▶ _Passage shown_
I have dealt with this symposium at length because it is provocative (in the speakers’ perspectives and in both the intended and unintended implications and clashes of those perspectives), but also because of where it occurred and when it occurred.

CONGREGATION ADATH JESHURUN (nicknamed “A.J.” many years ago), established by German-Jewish immigrants to Philadelphia in 1858, is one of the most culturally significant synagogues in American Jewish history. It is, in fact, the synagogue that defined the perimeters of the Conservative Movement. Early on, organ and mixed choir were introduced and the congregation settled on the Jastrow prayerbook, which was not fully traditional but maintained the classic format of the Hebrew prayers. The congregation had abolished the wearing of the prayershawl or tallit, but the men still wore hats.

▶ _What this exercise asks_
(A) Answer these questions from the Adath Jeshurun passage:
(i) In what year was the congregation established?
(ii) Which prayerbook did the congregation settle on?
(iii) What did the men still wear after the tallit was abolished?
(B) Continue the Adath Jeshurun passage from its last sentence.
The records have no connection to the Adath Jeshurun passage.

▶ _Given records_
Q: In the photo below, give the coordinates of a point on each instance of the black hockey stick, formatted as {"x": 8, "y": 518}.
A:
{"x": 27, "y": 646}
==
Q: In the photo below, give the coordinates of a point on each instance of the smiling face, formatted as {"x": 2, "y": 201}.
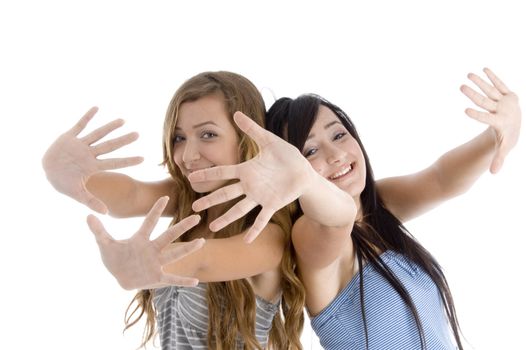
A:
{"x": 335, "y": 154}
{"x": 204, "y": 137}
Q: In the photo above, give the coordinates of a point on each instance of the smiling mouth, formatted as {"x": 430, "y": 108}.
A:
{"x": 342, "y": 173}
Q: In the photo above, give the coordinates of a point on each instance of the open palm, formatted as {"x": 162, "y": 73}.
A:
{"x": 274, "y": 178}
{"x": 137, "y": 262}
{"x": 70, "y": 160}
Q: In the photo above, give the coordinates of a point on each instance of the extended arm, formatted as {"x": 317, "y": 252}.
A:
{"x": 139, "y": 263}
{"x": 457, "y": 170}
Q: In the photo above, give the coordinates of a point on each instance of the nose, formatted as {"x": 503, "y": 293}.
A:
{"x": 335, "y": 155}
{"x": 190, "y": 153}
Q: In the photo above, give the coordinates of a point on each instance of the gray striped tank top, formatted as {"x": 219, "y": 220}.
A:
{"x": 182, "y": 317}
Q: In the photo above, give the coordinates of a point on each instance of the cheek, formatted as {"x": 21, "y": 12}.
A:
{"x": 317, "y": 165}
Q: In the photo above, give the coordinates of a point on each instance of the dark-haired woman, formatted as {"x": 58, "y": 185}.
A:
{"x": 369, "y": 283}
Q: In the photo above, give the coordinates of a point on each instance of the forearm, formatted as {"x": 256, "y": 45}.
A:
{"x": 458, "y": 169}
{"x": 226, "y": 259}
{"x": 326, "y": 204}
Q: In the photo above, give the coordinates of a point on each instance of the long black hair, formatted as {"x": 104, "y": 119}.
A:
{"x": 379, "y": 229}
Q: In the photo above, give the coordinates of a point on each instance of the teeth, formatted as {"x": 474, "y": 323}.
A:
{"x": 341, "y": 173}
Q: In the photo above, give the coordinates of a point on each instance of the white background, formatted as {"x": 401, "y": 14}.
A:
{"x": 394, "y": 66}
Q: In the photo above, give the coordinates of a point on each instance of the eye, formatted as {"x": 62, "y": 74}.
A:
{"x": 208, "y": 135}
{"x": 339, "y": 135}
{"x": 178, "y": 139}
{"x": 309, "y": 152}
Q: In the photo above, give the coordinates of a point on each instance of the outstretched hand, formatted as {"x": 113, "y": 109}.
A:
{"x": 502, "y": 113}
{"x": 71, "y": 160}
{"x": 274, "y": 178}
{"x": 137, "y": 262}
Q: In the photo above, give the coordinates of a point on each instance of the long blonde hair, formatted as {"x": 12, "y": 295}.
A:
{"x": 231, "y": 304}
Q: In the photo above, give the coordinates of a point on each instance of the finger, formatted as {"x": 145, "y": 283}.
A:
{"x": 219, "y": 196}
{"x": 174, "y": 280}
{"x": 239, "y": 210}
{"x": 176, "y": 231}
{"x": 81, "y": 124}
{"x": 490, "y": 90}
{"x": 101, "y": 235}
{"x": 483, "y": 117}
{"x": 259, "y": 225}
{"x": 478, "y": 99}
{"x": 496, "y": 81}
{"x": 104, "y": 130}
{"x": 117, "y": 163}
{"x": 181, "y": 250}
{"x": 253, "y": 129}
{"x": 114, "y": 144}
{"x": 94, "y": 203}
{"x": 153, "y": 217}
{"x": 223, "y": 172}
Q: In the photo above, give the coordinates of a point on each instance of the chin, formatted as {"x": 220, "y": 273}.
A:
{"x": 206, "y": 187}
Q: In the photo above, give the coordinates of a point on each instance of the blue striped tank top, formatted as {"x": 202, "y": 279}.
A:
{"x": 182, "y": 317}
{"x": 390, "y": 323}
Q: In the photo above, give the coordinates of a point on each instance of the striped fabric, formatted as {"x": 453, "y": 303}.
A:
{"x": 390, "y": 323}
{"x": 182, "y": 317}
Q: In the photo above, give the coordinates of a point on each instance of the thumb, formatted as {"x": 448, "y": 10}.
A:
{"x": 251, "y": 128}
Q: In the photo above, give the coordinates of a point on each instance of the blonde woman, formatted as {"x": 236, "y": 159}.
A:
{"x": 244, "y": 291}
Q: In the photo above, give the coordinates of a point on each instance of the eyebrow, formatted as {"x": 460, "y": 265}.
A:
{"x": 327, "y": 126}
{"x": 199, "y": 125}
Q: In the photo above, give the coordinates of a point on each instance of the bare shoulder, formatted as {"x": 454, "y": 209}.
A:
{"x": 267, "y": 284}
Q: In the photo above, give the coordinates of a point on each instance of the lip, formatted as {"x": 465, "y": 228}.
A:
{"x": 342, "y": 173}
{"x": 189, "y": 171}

▶ _Solved problems_
(A)
(i) 1858
(ii) The Jastrow prayerbook
(iii) Hats

(B)
Solomon Schechter was probably thinking of this congregation when, in 1913, he welcomed into the newly formed United Synagogue of America any and all congregations in which the radical Reform Union Prayer Book was not used and men still covered their heads. In 1910, Schechter had dispatched to A.J. a new graduate of the Jewish Theological Seminary, Rabbi Max D. Klein, who in 1951 published a unique prayerbook, Seder Avodah, for that synagogue. Around the time of this symposium, Rabbi Rosenbloom had lovingly revised that prayerbook with gender-neutral translations and more traditional options, a stunning achievement. He also offered fresh and engaging emendations in the Hebrew, providing brilliant common ground on debates within the Conservative Movement on such matters as how to deal with the ancient animal sacrifices in prayer, etc. Believe me, for anyone interested in synagogue culture and in Jewish liturgical poetry, this prayer book is monumental. One does not have to be religious, or even Jewish, to appreciate what it represents.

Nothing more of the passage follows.